[WORK TASK]
Out of the entries that follow, copy each line containing "below".
────
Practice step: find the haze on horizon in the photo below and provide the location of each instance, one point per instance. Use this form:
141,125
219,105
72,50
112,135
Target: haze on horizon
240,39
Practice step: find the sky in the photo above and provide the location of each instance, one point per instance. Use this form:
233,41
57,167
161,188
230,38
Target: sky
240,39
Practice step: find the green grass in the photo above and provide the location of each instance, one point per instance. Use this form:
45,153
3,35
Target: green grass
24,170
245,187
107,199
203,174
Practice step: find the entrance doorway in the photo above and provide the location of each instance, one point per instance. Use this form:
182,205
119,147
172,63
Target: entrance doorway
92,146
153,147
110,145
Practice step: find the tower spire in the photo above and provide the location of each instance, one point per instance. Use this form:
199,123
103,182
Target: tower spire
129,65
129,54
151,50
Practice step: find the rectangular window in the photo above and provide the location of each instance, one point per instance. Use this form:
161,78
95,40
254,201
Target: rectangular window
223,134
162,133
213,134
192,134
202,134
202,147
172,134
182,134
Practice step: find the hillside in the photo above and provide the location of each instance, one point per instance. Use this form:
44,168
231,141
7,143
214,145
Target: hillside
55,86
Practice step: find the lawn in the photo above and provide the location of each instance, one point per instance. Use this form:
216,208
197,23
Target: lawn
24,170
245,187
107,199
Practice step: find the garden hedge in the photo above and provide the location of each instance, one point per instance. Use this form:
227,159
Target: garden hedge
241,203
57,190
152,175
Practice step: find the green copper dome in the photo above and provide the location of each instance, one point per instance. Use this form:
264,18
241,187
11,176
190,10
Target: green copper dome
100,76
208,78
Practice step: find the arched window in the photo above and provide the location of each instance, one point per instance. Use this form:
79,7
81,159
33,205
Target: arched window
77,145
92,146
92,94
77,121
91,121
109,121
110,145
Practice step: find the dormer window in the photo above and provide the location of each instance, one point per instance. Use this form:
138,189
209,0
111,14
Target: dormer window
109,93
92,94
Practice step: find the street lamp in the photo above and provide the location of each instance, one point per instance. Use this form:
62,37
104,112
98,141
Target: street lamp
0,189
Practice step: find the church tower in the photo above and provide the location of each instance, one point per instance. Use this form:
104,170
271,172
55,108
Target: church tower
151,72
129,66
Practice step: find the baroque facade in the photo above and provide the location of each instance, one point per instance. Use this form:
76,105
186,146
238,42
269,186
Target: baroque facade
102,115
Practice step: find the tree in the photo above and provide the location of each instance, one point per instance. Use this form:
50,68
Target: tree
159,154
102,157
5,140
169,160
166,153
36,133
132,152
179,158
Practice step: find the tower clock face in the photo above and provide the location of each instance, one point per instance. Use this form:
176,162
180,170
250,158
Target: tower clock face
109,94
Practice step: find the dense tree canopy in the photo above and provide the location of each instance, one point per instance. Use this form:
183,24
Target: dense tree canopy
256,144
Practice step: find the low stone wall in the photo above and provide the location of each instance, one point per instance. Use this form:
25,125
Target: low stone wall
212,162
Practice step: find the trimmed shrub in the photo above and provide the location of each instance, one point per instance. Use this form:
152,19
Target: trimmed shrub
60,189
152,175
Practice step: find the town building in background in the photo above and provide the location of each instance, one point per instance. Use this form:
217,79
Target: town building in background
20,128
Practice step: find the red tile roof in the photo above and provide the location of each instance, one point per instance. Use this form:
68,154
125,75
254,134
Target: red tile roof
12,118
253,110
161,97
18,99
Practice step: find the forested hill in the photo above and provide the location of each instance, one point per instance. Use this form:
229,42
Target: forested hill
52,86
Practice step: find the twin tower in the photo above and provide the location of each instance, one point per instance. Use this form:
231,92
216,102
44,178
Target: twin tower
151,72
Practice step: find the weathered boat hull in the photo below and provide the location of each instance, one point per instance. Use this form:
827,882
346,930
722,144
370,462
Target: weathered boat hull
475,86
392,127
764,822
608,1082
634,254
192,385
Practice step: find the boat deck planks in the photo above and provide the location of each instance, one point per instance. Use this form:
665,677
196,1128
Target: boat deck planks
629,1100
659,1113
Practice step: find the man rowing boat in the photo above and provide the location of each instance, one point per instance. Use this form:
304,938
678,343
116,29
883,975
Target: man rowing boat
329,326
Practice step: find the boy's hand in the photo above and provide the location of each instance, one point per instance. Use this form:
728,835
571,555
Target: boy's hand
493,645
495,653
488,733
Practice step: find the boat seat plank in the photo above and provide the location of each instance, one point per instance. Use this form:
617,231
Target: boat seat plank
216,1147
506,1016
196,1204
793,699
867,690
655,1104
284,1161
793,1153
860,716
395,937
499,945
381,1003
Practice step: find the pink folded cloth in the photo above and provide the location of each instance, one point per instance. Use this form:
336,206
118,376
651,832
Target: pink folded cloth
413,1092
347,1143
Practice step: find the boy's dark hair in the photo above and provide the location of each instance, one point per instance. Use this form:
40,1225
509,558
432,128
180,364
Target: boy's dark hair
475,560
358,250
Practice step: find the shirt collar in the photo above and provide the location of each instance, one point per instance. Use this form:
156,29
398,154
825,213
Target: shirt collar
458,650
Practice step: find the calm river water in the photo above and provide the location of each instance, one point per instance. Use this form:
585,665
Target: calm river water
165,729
────
[RESULT]
Practice step: find the haze on horizon in the photo below and provide the location of each instance, one point per instance. Use this form:
Practice step: find the weathered boat hull in the photo below and provide the location of each instance, one point per instance. Use this form:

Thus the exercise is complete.